* Assignment
Without changing a thing, reproduce the entire listing and leave out its pictures.

* Records for this exercise
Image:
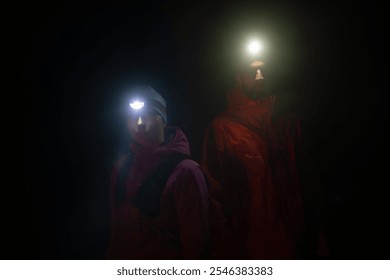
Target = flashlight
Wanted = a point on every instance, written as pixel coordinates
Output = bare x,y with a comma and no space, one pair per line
136,105
254,47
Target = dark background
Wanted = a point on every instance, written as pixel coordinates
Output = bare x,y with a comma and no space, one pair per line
69,67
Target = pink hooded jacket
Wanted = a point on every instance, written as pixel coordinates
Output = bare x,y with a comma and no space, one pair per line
264,215
181,229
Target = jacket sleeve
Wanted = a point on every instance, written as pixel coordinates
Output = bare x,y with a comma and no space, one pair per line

* Exercise solution
Image:
Target = flashlight
Wanted = a point on every instance, written as pixel coordinates
Output = bare x,y with a comma and no space, one pair per line
136,105
254,47
Target = dark background
Wanted = a point on every instance, written as pixel coordinates
Output = bare x,y with a comma and no space, one pair per line
69,67
Target = pink hooded jacket
Wanted = a point on every instance, written as pixel coordinates
Output = bare x,y with a comma and no space, one pair per line
264,215
181,229
Target = jacket sleeve
Wanted = a point on every instance, written as pixel coordinates
Output = bare x,y with a comma and no space, one pair per line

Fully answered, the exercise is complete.